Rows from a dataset
++++

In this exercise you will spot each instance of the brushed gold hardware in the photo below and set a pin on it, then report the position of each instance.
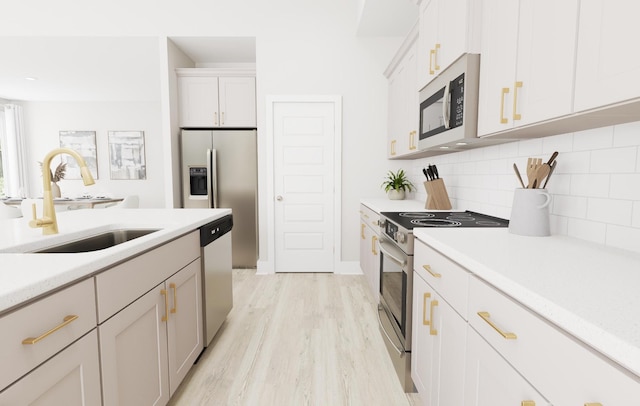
(65, 321)
(175, 297)
(506, 335)
(426, 296)
(503, 119)
(163, 292)
(516, 86)
(432, 330)
(432, 53)
(428, 269)
(373, 245)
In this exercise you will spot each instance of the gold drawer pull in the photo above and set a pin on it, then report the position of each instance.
(163, 292)
(432, 330)
(426, 296)
(65, 321)
(485, 316)
(428, 269)
(175, 297)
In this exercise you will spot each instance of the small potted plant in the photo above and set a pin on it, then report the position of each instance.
(396, 184)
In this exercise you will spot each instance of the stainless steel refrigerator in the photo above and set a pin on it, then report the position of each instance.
(219, 170)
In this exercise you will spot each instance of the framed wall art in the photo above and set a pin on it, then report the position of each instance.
(84, 142)
(126, 155)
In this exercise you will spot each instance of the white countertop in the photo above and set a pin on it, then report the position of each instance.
(25, 276)
(588, 290)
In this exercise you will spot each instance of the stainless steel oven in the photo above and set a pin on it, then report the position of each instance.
(396, 245)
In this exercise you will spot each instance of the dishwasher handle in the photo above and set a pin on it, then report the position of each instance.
(216, 229)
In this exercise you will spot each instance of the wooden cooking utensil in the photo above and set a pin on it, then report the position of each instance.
(541, 173)
(515, 168)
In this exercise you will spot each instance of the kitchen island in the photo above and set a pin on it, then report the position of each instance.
(118, 325)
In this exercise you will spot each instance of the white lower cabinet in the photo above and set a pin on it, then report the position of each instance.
(491, 381)
(148, 347)
(438, 347)
(71, 378)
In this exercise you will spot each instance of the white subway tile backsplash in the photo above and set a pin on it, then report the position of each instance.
(594, 185)
(610, 211)
(586, 230)
(623, 237)
(625, 186)
(614, 160)
(625, 135)
(597, 138)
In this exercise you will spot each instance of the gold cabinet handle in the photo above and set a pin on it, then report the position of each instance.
(516, 86)
(175, 297)
(503, 119)
(486, 317)
(426, 296)
(163, 292)
(428, 269)
(68, 319)
(432, 330)
(432, 53)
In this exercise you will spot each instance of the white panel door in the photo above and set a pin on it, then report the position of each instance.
(304, 134)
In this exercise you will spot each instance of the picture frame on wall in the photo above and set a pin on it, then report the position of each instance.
(127, 155)
(84, 143)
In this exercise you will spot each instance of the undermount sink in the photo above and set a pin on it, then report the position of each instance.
(98, 242)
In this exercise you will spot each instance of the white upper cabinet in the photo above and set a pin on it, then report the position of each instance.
(402, 130)
(608, 65)
(208, 100)
(527, 62)
(448, 29)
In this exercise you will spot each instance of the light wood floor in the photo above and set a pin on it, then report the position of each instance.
(296, 339)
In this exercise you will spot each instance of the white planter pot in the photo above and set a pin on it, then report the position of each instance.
(396, 194)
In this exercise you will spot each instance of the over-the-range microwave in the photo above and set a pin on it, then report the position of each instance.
(449, 106)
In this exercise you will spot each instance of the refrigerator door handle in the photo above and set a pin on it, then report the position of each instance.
(212, 174)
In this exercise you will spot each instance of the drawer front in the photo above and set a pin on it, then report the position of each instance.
(370, 217)
(124, 283)
(446, 277)
(545, 355)
(35, 320)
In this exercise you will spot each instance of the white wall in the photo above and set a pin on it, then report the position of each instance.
(45, 120)
(302, 48)
(595, 186)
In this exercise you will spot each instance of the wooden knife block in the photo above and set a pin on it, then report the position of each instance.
(437, 196)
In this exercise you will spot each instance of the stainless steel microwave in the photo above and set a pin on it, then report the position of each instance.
(449, 106)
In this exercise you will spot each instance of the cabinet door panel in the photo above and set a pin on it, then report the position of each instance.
(491, 381)
(71, 378)
(184, 327)
(133, 348)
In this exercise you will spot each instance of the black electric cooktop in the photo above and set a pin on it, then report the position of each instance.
(409, 220)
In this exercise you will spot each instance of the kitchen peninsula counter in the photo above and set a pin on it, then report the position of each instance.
(585, 289)
(27, 276)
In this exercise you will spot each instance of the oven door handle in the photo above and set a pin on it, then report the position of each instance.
(400, 352)
(400, 262)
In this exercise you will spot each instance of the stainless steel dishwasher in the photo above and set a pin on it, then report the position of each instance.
(217, 289)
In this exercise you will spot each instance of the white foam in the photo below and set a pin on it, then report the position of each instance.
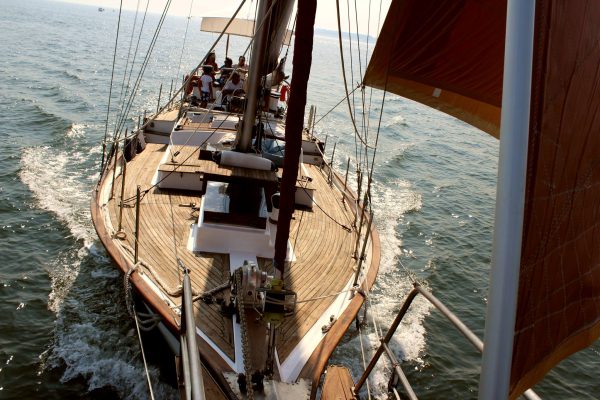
(391, 201)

++++

Copy the lines from the one with "the white foam" through the end of the records, multiplying each point coordinate in the answers by 1.45 and rounding to a whole number, with halves rounded up. Leave the picture out.

In this exercise you will spot each instance of the white foam in the photo below and set a pin on it, then report the position of each instance.
(567, 291)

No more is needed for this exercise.